Ações a realizar:
1. No texto sobre 2020 e a confiança, o que o confinamento revelou a respeito do individualismo crescente?
2. Indique se cada afirmação abaixo está de acordo com o texto sobre 2020 e a confiança, respondendo sim ou não e citando literalmente as palavras do texto que decidem a questão.
(a) O texto afirma que a desconfiança na democracia venceu.
(b) O texto diz que a origem do verbo "confiar" sublinha os laços entre confiança, esperança e crença.
(c) O texto sustenta que, sem confiança, a democracia não funciona.
3. Dê prosseguimento ao texto sobre 2020 e a confiança, começando logo após sua última frase.

Trecho fornecido:
- - - -
Sob o signo da morte, e de um Estado que é o seu maior aliado, 2020 está aí para nos lembrar de que pertencemos à mesma humanidade e ao mesmo planeta. O confinamento permitiu ver que se o individualismo crescente prometia mais soberania, ao contrário, ele revelou que o inferno é viver sem os outros. Donde a importância de cada um de nós se apropriar desta dolorosa experiência e, com lucidez, enfrentar o desafio de pensar a humanidade mais solidária. 





Apesar das perdas e danos, a tormenta que atravessamos é a prova de que a desconfiança na democracia não venceu. E a descida ao abismo vai revelar energia para lutar contra polarizações e em favor do coletivo. Energia para enfrentar a crise social e econômica que já germina e cujos efeitos estão em suspensão. Energia para encarar a crise moral que envenena a vida política com desdobramentos na vida social.

Contra o momento de medo e desconfiança que vivemos em 2020, façamos votos para que em 2021 recuperemos a confiança. Na etimologia, o verbo com-fiar remete a abandonar-se de boa-fé. A origem sublinha os laços entre confiança, esperança e crença. Sem ela, é difícil pensar a existência das relações humanas – as de trabalho, as de amizade ou as amorosas. Sem confiança é difícil construir um futuro ou um projeto que cresça com o tempo. Sem ela, a democracia não funciona, Sem seguir promessas demagógicas ou posturas carismáticas, vamos recuperar a confiança que nos faça acreditar em nossos próprios valores para construir um país mais justo, mais tolerante e solidário.
- - - -
Dados de localização de pontos:
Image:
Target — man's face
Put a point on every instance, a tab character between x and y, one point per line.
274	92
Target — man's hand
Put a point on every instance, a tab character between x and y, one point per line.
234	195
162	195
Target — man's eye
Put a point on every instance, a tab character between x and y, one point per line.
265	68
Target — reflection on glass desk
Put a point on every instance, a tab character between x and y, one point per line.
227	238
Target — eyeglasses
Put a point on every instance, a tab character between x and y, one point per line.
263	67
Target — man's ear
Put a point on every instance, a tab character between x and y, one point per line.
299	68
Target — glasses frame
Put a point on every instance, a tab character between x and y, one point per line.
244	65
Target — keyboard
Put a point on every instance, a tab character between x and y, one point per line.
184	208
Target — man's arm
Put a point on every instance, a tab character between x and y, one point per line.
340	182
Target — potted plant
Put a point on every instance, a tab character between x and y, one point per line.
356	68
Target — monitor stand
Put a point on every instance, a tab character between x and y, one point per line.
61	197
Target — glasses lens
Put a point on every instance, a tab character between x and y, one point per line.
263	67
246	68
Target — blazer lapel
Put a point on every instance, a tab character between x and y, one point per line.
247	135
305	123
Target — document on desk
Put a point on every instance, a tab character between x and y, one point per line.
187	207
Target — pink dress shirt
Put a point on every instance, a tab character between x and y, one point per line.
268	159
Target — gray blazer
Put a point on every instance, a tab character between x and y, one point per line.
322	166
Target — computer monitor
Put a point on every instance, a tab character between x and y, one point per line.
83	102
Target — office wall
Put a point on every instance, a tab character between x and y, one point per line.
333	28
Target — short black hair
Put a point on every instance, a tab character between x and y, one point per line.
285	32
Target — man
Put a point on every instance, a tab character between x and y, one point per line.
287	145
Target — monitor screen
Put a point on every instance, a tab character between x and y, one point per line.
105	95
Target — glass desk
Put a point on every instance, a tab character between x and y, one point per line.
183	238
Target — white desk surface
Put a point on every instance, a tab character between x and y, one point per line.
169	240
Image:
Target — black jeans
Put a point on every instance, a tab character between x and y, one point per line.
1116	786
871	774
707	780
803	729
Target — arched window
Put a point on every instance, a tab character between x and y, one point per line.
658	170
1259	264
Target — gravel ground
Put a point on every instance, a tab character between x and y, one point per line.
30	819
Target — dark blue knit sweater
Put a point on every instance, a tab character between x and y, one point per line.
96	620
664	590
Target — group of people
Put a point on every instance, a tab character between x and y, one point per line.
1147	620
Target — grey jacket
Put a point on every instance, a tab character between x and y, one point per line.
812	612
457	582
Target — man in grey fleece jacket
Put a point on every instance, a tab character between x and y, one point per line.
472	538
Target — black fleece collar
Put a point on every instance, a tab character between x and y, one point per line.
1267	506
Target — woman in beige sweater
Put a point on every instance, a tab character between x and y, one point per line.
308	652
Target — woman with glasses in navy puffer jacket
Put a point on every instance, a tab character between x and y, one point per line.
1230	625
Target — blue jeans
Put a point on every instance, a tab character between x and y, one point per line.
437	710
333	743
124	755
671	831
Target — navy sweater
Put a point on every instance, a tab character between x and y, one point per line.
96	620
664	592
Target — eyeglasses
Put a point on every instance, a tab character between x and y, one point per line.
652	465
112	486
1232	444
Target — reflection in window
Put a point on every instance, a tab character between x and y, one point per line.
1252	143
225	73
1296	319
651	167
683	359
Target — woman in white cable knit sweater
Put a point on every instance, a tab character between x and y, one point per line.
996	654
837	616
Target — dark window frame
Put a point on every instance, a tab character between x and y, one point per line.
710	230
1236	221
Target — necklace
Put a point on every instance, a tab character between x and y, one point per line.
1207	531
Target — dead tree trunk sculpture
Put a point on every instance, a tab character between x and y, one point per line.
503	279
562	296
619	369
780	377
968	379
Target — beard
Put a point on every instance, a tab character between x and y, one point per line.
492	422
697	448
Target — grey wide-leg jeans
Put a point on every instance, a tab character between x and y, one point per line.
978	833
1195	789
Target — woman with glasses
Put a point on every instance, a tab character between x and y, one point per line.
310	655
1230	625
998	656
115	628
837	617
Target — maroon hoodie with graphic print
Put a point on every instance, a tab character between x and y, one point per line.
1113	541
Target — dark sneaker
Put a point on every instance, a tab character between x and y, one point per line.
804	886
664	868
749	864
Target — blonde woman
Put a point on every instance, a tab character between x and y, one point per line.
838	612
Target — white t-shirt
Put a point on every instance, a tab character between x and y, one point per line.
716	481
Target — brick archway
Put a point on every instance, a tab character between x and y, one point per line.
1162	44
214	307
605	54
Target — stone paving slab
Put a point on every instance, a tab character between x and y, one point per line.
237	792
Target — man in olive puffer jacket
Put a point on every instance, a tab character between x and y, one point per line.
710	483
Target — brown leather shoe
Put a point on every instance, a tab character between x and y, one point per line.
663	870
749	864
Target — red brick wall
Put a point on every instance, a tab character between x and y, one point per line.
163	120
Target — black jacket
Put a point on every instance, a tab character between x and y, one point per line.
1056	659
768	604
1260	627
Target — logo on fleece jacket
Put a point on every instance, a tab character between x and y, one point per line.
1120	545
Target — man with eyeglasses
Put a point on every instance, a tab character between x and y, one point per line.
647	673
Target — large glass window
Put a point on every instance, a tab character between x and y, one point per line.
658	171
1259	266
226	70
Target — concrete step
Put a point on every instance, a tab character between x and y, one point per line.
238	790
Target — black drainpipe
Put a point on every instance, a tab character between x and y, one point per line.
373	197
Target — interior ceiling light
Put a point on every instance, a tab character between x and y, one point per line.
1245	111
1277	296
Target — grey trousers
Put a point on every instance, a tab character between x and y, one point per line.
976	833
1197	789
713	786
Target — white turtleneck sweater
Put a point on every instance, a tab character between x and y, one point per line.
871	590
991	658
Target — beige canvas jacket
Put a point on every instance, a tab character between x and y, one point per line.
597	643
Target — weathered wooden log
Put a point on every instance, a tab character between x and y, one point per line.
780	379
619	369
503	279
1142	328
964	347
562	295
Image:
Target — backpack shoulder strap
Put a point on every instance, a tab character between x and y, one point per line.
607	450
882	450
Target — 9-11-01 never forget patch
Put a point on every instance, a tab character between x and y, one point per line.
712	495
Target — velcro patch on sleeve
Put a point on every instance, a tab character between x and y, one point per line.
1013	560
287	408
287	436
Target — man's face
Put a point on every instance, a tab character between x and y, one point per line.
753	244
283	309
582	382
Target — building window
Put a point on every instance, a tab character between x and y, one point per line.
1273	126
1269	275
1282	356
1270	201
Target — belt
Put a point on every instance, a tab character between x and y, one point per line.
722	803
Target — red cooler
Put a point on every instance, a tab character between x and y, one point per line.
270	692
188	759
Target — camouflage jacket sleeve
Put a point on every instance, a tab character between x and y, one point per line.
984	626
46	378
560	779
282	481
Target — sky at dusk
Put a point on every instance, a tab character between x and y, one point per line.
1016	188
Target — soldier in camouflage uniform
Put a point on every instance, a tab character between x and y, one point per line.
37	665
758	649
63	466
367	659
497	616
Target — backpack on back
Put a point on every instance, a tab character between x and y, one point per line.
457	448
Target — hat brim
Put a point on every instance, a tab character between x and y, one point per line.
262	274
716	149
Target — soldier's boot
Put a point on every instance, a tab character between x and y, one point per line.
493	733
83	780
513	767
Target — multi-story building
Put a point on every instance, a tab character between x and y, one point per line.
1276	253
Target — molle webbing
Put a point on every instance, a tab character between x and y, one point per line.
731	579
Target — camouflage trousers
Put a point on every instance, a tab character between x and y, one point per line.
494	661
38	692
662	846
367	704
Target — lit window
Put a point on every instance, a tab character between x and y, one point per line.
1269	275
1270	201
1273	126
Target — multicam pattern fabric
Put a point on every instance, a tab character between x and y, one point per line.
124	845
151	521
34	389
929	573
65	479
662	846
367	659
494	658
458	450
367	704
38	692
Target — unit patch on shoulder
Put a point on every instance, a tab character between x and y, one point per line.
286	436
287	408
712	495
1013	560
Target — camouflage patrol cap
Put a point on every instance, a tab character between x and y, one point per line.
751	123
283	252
- - - -
Respostas escritas:
1. Revelou que o inferno é viver sem os outros.

2.
(a) Não: "a tormenta que atravessamos é a prova de que a desconfiança na democracia não venceu".
(b) Sim: "A origem sublinha os laços entre confiança, esperança e crença."
(c) Sim: "Sem ela, a democracia não funciona".

3.
>> Mary Del Priore

Olá, 2020,
Fugindo, hein? Pensa que está autorizado a sair escondido, sem se despedir? Não está. Quero explicações, olho no olho. Lembra-se de sua chegada, seus primeiros minutos de vida?

As pessoas acreditaram que tudo seria diferente. Seriam felizes, realizariam muitos de seus sonhos, viajariam. Gastaram fogos de artifício. Iemanjá, coitada, levou meses jogando flores murchas de volta para as ondas.





Também fiz planos: tomar chá com as amigas aos sábados, pintar o cabelo, aprender a nadar, fazer plástica. Olha aí o que você fez! Nada deu certo. E agora quer fugir. Ai, ai, ai.
Mas, já que quer ir, vá. Adeus. Não lhe quero mal. Mentira, quero sim. Já vai tarde. E recomende a 2021 que seja menos penoso, traga vacina e saúde para a humanidade. Que traga um verdadeiro e próspero recomeço para o mundo.
Da sobrevivente,

>> Cidinha Ribeiro

Caro 2020,
Enquanto seguro uma das alças do seu caixão, confesso que me sinto um impostor. Quem sou eu para ter a honra de te enterrar? Não perdi meus pais, não fui intubado, não fiquei sem fôlego nem emprego, não fechei as portas da minha empresa, não deixei de estudar, não peguei ônibus lotado com medo de encostar no passageiro ao lado, não me faltou água e sabão para limpar as compras, não me faltou dinheiro para a compras.

No meu dia-a-dia, não convivi com ninguém que achincalhou a ciência, que conspirou contra a vacina, que esgoelou contra as máscaras, que sabotou o isolamentou ou promoveu festas clandestinas. Não tive que ler mensagens alucinadas no zap, defendendo poções milagrosas ou me alertando que a pandemia não passa de uma imensa conspiração chinesa, mundial ou até, quem sabe, interplanetária.





Enquanto te arrastamos lentamente rumo ao breu da história, percebo que sofri menos que a maioria das pessoas. Isso não diminui, porém, meu alívio em ver tua cova aberta. Adeus!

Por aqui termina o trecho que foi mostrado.